:: Set exercise ::
Show every line of the data below that contains the word "white", copying each such line in full.

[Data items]
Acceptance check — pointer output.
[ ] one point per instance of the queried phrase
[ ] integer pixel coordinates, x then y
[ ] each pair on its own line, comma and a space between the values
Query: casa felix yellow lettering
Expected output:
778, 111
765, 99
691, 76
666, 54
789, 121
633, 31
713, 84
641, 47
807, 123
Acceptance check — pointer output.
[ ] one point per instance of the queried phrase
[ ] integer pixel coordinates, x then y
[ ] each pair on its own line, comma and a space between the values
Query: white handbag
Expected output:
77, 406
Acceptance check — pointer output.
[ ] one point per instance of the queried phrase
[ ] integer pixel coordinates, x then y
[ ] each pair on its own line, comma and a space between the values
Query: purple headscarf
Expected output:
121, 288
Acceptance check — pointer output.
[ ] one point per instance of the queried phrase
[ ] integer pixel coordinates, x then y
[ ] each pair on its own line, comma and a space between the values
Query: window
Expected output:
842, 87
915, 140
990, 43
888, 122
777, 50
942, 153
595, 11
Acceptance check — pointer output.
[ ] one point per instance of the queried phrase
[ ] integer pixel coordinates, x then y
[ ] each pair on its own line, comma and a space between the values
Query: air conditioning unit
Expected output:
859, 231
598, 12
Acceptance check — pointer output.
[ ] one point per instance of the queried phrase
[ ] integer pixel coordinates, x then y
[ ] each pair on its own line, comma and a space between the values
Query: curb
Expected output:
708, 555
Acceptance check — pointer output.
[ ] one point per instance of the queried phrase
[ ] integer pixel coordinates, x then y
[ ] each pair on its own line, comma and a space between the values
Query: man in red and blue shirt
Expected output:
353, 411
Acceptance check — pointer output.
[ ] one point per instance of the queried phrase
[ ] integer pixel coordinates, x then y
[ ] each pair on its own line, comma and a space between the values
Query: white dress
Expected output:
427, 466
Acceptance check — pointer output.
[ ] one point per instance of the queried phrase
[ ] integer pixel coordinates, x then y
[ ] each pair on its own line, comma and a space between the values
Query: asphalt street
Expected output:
* * *
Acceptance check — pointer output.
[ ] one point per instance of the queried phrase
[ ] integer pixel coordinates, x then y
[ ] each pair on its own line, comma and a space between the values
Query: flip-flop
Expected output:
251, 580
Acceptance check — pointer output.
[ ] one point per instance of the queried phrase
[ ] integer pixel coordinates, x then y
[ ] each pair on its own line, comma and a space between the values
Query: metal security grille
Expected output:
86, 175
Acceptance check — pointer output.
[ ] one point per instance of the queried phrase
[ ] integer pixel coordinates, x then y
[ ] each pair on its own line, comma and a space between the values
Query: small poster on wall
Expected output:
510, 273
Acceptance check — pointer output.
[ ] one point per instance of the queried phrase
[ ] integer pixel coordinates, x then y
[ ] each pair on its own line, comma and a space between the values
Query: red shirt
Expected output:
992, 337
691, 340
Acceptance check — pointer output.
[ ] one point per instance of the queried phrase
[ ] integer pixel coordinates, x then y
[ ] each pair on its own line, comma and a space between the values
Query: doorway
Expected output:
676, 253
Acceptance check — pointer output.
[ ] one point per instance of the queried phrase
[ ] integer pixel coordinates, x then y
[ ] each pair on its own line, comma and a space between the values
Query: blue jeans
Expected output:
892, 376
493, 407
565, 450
--
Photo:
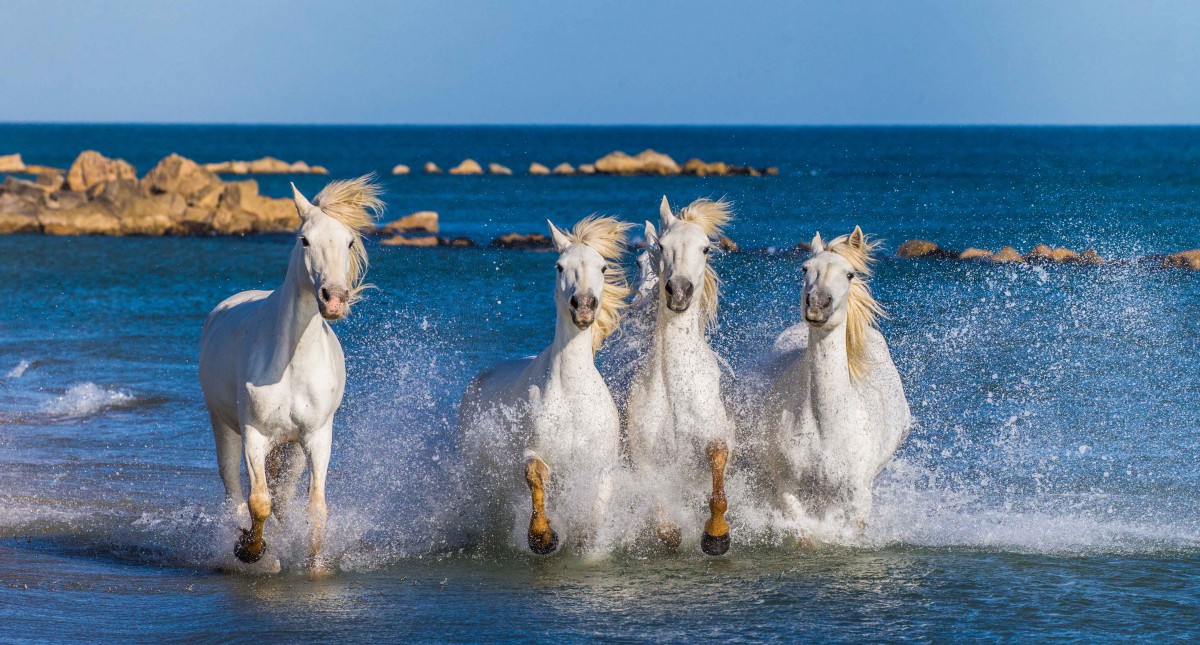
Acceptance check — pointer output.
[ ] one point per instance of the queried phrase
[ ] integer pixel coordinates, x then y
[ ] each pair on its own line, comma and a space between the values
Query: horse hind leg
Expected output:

:: Output below ::
Query: white handbag
Query: white dress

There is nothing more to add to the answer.